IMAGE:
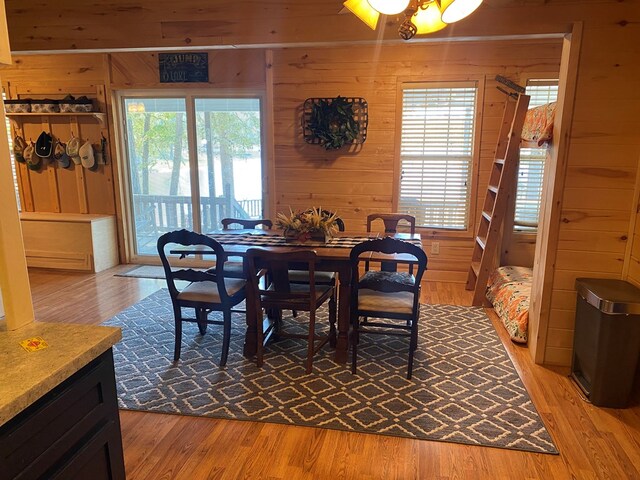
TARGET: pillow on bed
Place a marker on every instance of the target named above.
(509, 290)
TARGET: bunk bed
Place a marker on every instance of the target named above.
(509, 287)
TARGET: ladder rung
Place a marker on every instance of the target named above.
(475, 268)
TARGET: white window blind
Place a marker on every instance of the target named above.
(531, 170)
(11, 156)
(436, 154)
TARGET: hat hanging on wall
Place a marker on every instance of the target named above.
(86, 155)
(73, 146)
(60, 154)
(18, 148)
(33, 160)
(44, 145)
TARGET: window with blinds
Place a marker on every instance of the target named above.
(13, 160)
(531, 170)
(436, 153)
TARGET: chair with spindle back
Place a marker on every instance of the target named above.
(206, 292)
(386, 302)
(268, 273)
(391, 222)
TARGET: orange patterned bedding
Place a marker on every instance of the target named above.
(538, 124)
(508, 290)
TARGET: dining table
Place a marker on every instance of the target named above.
(333, 256)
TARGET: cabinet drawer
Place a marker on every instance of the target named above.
(50, 432)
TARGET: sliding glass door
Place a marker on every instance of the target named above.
(192, 160)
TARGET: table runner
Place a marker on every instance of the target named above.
(266, 240)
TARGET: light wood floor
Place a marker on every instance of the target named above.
(594, 443)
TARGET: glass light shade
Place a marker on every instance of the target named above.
(389, 7)
(428, 20)
(454, 10)
(364, 11)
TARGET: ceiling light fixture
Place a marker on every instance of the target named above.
(420, 16)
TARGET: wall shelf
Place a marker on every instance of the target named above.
(101, 117)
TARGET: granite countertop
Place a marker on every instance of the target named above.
(26, 376)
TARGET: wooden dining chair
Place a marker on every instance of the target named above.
(206, 291)
(391, 222)
(274, 292)
(386, 302)
(234, 267)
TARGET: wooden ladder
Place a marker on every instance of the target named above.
(500, 191)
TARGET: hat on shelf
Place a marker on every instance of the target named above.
(18, 148)
(44, 145)
(33, 160)
(86, 155)
(73, 146)
(60, 154)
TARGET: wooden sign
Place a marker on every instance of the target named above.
(183, 67)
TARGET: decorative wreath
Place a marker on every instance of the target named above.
(333, 122)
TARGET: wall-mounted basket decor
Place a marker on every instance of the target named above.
(335, 122)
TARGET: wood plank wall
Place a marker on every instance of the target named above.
(598, 207)
(52, 188)
(358, 182)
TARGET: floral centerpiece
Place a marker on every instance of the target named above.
(312, 224)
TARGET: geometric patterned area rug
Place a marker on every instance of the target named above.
(464, 387)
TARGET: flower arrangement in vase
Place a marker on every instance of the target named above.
(312, 224)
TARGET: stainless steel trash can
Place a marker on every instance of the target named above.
(606, 343)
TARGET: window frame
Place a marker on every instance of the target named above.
(479, 81)
(190, 96)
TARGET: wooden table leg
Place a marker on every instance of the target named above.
(251, 315)
(344, 299)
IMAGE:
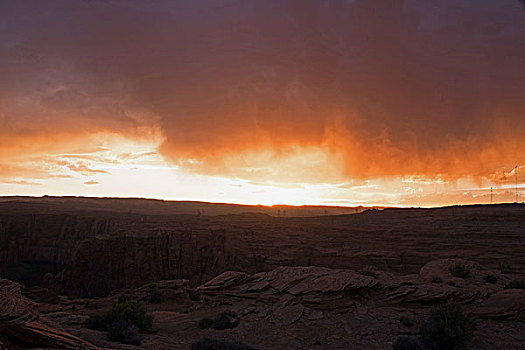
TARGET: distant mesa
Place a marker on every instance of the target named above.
(91, 182)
★ ★ ★ ★ ★
● What is being asked
Leaving out any images, restate every record word for word.

● Written answer
IMAGE:
TARGET: pillow on bed
Place a marker on every instance of the target named above.
(509, 290)
TARGET: bunk bed
Place a marker on every instance of the target named above.
(509, 287)
TARGET: ladder rung
Place a marker on every instance of the target named above.
(475, 268)
TARGET: white window blind
Place a marker on every instance of the target named above.
(531, 170)
(11, 156)
(436, 154)
TARGET: hat hanging on wall
Place a marker on every instance of the target named above.
(86, 155)
(73, 146)
(60, 154)
(18, 148)
(33, 160)
(44, 145)
TARGET: window with blinds
Place a marker on every instance of the target named above.
(13, 160)
(531, 170)
(436, 153)
TARGET: chair with spindle back
Place a marker on every instance of the target named above.
(206, 292)
(386, 302)
(268, 273)
(391, 222)
TARGET: orange patterned bedding
Place a marker on every instance of the target named above.
(538, 124)
(508, 290)
TARGET: dining table
Place a marker on every instance of the target named above.
(333, 256)
TARGET: cabinet drawer
Place a marker on every instance of the target named above.
(50, 432)
TARGET: sliding glass door
Place a marker on every instance of the target named above.
(192, 160)
TARGET: table runner
Place a marker on every instance of the target named above.
(266, 240)
TARGET: light wood floor
Place a marker on every instance of the target named above.
(594, 443)
TARGET: glass light shade
Place a marker on every instance of the target named above.
(389, 7)
(428, 20)
(454, 10)
(364, 11)
TARGET: ceiling light fixture
Place a marker on every instance of the target named above.
(420, 16)
TARGET: wall shelf
Place a marker on every instance of the target named above.
(101, 117)
TARGET: granite countertop
Place a marker on every instance of the target named above.
(26, 376)
TARGET: wooden dining chair
Place a marker on every instance of the target named above.
(206, 291)
(391, 222)
(274, 292)
(386, 302)
(234, 267)
TARGET: wooden ladder
Place a marker on every instance of the target named above.
(500, 191)
TARGET: hat on shelf
Place a marker on every instance of the target named above.
(18, 148)
(44, 145)
(33, 160)
(86, 155)
(73, 146)
(60, 154)
TARGET: wooden sign
Place a marker on every instance of the target named above.
(183, 67)
TARGET: decorative wreath
Place a marker on every instance of the target named above.
(333, 122)
TARGET: wall-mounted basket decor
Place a marker on every instance of the target named above.
(335, 122)
TARGET: wood plank wall
Place a marker on every instance of the target named above.
(598, 207)
(52, 188)
(358, 182)
TARGET: floral centerpiece
Place a marker on every instance of the target named above.
(312, 224)
TARGET: geometric patterned area rug
Place a marker on every instance of the target named above.
(464, 387)
TARGET: flower arrangement in vase
Place a marker on every instance of the target named above.
(312, 224)
TARGET: stainless steel trash can
Place a marker on every instance of the target named above.
(606, 343)
TARGET: window frame
Place a marker on every instance of the target named above.
(479, 81)
(190, 96)
TARGET: wooden table leg
Place a marker on every instance of the target named above.
(251, 315)
(344, 299)
IMAGE:
TARGET: distant mesa
Place a marker on every instance of the target named above.
(91, 182)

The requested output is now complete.